(TASK PROMPT):
Find each line below that includes "road", then copy it.

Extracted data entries
--- START ---

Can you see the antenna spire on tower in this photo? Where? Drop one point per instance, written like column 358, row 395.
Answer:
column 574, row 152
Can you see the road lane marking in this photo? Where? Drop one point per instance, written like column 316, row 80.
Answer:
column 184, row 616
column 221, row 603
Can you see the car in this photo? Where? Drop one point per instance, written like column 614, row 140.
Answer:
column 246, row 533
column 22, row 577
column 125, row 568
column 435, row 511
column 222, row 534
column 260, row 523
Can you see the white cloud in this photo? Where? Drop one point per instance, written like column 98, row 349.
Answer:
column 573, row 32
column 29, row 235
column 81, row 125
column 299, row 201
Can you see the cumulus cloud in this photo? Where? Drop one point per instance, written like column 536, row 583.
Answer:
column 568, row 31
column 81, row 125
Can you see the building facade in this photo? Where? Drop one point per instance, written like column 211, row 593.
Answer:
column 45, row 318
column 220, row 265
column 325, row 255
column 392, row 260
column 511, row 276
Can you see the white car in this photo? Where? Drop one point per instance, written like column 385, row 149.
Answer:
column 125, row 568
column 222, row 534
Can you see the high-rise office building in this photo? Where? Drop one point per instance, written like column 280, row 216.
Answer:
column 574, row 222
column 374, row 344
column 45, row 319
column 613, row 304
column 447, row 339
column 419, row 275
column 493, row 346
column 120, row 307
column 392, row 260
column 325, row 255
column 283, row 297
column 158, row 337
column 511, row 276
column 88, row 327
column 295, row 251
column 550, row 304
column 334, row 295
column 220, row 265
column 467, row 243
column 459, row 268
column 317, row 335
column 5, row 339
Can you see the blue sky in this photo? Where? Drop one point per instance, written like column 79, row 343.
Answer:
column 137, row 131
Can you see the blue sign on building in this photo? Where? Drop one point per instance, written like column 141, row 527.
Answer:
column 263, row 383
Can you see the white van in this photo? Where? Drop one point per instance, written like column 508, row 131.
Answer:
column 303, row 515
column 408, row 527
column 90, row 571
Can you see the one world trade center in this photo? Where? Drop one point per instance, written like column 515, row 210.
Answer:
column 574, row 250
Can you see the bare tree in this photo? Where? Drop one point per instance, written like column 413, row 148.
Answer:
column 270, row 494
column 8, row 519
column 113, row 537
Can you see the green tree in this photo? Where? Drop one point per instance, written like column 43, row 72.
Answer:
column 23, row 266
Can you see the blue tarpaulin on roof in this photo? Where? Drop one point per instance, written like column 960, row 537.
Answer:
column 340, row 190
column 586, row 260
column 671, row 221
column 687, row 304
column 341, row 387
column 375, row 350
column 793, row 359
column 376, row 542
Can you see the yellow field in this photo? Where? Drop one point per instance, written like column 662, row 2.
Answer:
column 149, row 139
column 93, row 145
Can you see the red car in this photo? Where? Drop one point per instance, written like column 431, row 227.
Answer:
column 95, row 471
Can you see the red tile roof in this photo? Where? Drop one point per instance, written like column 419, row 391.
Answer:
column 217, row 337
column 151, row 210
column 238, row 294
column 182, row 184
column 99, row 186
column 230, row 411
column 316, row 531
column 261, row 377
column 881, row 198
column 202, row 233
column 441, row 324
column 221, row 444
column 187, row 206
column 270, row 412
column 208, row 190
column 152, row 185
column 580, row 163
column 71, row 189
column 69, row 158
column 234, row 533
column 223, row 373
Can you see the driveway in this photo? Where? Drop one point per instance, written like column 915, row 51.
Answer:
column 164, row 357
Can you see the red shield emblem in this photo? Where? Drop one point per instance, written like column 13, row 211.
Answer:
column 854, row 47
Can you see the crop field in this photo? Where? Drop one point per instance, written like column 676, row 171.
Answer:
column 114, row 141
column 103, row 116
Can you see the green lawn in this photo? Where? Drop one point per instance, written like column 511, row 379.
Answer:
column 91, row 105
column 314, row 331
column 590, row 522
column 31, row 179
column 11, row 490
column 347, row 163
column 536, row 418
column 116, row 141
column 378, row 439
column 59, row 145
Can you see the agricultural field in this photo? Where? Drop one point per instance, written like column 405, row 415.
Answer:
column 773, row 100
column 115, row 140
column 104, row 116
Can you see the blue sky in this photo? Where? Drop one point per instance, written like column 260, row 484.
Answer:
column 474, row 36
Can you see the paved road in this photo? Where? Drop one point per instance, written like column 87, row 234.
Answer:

--- END ---

(COMPLETED EXERCISE):
Can you see the road lane marking in this photo? Where? Drop one point per instance, written like column 316, row 80.
Can you see the paved road in this photo? Where? Drop one point per instance, written like column 87, row 234.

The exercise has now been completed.